* WHAT TO PRODUCE: Carry on the passage about HIF signaling and astrocyte proliferation in the retina from its final sentence.

Together, these studies highlight the importance of oxygen sensing in the control of astrocyte numbers. Proliferation is an energetically costly activity, so it is somewhat surprising that astrocytes would proliferate more when oxygen is scarce. Why might astrocytes do this? We propose that this response is a key part of the feedback loop controlling retinal angiogenesis. When the retina is hypoxic, the HIF-VEGF pathway serves the critical role of recruiting formation of vasculature that will relieve tissue hypoxia. The HIF-dependent proliferation mechanism fits nicely into this model: it ensures that hypoxia will not only upregulate VEGF-A expression but will also enhance production of the cells that are best able to supply VEGF-A.

How might HIF2α regulate proliferation? While Tlx has not yet been proven to be a HIF target, it has many hallmarks of a HIF-regulated transcript. For example, Tlx is upregulated selectively in the astrocytes of avascular retina, where tissue hypoxia is greatest. Furthermore, Tlx expression is downregulated upon exposure to high oxygen (Uemura et al., 2006). Therefore, it seems highly likely that Tlx expression is regulated by HIF2α, or at the very least that it is a downstream effector of the HIF pro-proliferation signal. In the future, it will be interesting to see if there are any other proliferation effectors downstream of HIF, and how astrocytes integrate the various proliferation signals to ensure appropriate cell numbers. Failure to control cell numbers could have severe pathobiological consequences, as we will see below in the section on developmental retinopathies, so the precise integration of proliferation signals is likely to be of high importance for ensuring normal development.

Natural-language grounding data for objects

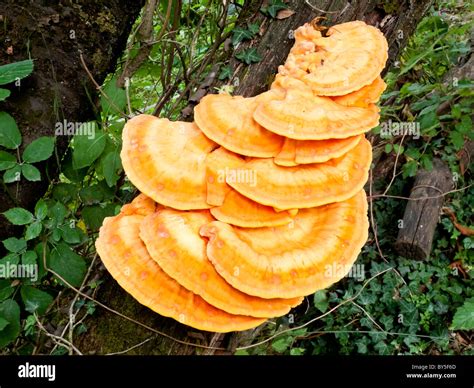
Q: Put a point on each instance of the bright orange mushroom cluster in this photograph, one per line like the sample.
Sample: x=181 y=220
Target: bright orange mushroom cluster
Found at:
x=260 y=201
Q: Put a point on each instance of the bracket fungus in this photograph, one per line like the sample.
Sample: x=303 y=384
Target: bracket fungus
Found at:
x=170 y=234
x=228 y=121
x=308 y=185
x=260 y=201
x=300 y=114
x=295 y=259
x=349 y=57
x=159 y=155
x=127 y=259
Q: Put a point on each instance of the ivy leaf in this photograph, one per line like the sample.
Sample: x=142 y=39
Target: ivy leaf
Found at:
x=116 y=98
x=254 y=28
x=10 y=312
x=464 y=317
x=13 y=174
x=33 y=230
x=3 y=323
x=19 y=216
x=14 y=244
x=4 y=94
x=6 y=289
x=457 y=139
x=35 y=300
x=273 y=8
x=111 y=164
x=39 y=150
x=30 y=172
x=320 y=301
x=409 y=169
x=7 y=160
x=249 y=56
x=10 y=136
x=282 y=344
x=240 y=34
x=41 y=210
x=14 y=71
x=88 y=149
x=225 y=73
x=68 y=264
x=382 y=348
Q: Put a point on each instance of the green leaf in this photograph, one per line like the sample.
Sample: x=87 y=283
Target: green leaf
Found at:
x=320 y=301
x=241 y=34
x=35 y=300
x=70 y=235
x=9 y=311
x=41 y=210
x=31 y=173
x=58 y=212
x=382 y=348
x=409 y=169
x=282 y=344
x=14 y=71
x=117 y=98
x=427 y=162
x=6 y=290
x=465 y=125
x=254 y=28
x=94 y=215
x=29 y=258
x=14 y=244
x=13 y=174
x=10 y=136
x=111 y=164
x=457 y=139
x=225 y=73
x=39 y=150
x=33 y=230
x=273 y=8
x=4 y=94
x=7 y=160
x=249 y=56
x=68 y=264
x=19 y=216
x=3 y=323
x=87 y=150
x=464 y=317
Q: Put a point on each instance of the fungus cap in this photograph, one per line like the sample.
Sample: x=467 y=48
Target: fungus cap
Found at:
x=159 y=155
x=313 y=252
x=299 y=114
x=228 y=121
x=173 y=241
x=307 y=185
x=126 y=258
x=349 y=57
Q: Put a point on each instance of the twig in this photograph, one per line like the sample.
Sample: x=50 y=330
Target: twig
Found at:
x=117 y=312
x=99 y=88
x=56 y=338
x=133 y=347
x=318 y=317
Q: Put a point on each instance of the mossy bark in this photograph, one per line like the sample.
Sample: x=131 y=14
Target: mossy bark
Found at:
x=109 y=333
x=53 y=34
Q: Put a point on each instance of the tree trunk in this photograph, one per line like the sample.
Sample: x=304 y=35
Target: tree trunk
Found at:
x=108 y=332
x=54 y=34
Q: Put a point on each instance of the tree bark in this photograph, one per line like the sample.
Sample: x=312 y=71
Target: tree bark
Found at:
x=421 y=215
x=110 y=333
x=54 y=34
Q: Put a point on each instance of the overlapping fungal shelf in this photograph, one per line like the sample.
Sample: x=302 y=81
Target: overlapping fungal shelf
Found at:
x=246 y=211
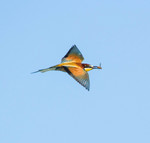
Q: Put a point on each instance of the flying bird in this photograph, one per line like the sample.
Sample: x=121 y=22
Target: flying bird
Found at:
x=72 y=64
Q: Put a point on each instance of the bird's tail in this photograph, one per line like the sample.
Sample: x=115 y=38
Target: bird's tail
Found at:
x=45 y=70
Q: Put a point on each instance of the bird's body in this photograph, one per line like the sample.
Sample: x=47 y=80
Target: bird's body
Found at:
x=72 y=64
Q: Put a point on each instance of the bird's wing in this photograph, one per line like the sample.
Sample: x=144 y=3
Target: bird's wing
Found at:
x=80 y=75
x=73 y=55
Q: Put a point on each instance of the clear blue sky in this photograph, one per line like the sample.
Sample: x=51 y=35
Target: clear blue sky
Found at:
x=52 y=107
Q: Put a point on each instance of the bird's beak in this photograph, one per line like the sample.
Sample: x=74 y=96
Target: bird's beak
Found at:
x=97 y=67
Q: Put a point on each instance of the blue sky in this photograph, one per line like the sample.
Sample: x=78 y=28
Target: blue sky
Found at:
x=52 y=107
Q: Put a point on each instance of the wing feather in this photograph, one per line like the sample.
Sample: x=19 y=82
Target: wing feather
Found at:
x=79 y=75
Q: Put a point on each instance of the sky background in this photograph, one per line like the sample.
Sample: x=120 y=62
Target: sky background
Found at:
x=52 y=107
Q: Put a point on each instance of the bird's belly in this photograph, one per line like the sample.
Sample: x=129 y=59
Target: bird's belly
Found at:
x=68 y=65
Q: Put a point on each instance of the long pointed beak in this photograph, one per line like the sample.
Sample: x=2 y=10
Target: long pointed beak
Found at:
x=97 y=67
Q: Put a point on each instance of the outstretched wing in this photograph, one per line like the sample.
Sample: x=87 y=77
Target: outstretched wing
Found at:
x=73 y=55
x=79 y=75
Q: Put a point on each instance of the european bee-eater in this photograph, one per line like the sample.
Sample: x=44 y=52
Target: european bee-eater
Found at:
x=72 y=64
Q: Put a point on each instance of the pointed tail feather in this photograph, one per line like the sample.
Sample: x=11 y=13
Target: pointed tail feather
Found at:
x=45 y=70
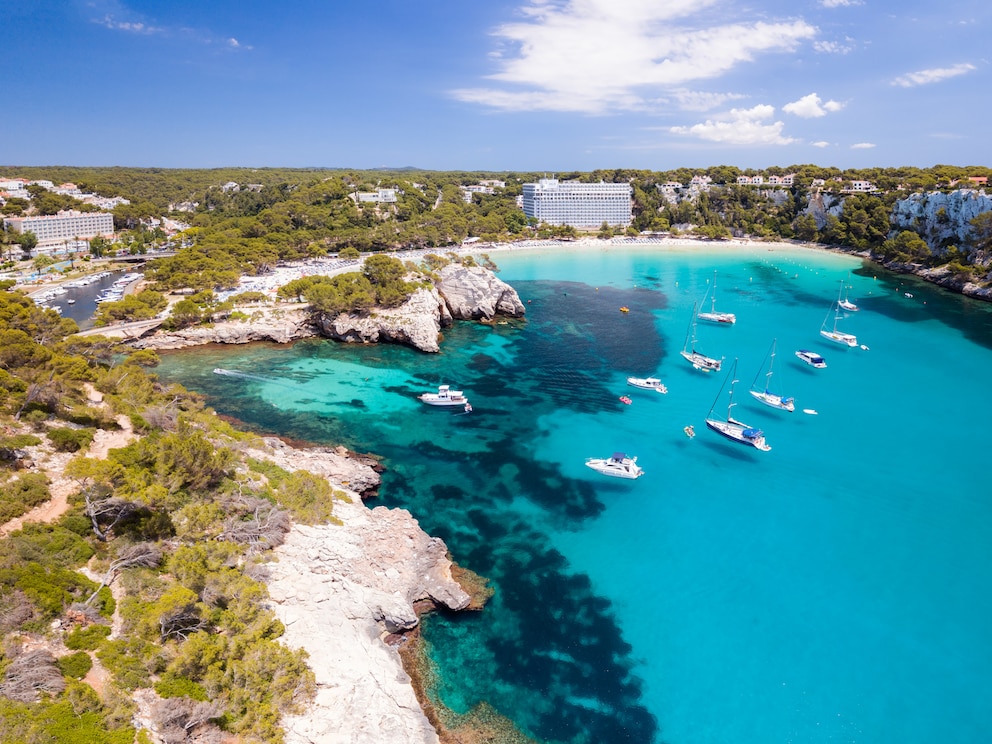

* OUTPUT FOR THIS TASK:
Astrocyte differentiation: The role of vasculature

After astrocytes have completed their mission as angiogenesis guides, they undergo rapid molecular and anatomical changes. Anatomically, the astrocyte network experiences a dramatic reorganization once vessels have passed through. This reorganization involves disassembly of the circular astrocyte soma arrangement that is used during the vascular template phase. Following this rearrangement, a subset of astrocytes stays closely associated with major vessels (Stone and Dreher, 1987), while the rest of the astrocyte population becomes uniformly spaced across the adult retina (Fig. 2B). This spacing is achieved through an as-yet undiscovered repulsive “contact-spacing” mechanism (Chan-Ling and Stone, 1991b). Remodeling of the astrocyte network is accompanied by molecular changes, including: 1) Cessation of proliferative activity (as noted in the previous section above). This includes loss of sensitivity to mitogens such as PDGF-A (West et al., 2005). 2) Upregulation of GFAP. This is the canonical marker for maturation of retinal astrocytes (Duan et al., 2017; West et al., 2005). 3) Downregulation of immature astrocyte markers such as Tlx and VEGF-A (Gerhardt et al., 2003; Uemura et al., 2006; West et al., 2005). No doubt there are other significant molecular changes needed to implement this reorganization, as well as additional molecules that are induced once the astrocyte network has taken on its new configuration; however, these remain poorly characterized.

How does the arrival of vessels promote astrocyte maturation? One way is through increased delivery of oxygen. Enhanced oxygen delivery downregulates HIF signaling in astrocytes, which directly suppresses VEGF-A expression (Stone et al., 1995; West et al., 2005). Oxygen also suppresses expression of the Tlx transcription factor, a recurring character in this review because of its many crucial functions within immature astrocytes. As we have seen in previous sections, Tlx is required for astrocyte migratory activity and for astrocyte proliferation – two fundamental cellular behaviors that distinguish immature astrocytes from mature ones. In addition, Tlx also maintains astrocytes in a GFAPlow state via direct transcriptional repression of the Gfap locus (Shi et al., 2004; Uemura et al., 2006). Because Tlx regulates so many aspects of astrocyte immaturity, oxygen-dependent Tlx downregulation is likely one of the key mechanisms by which arrival of vessels drives astrocyte maturation.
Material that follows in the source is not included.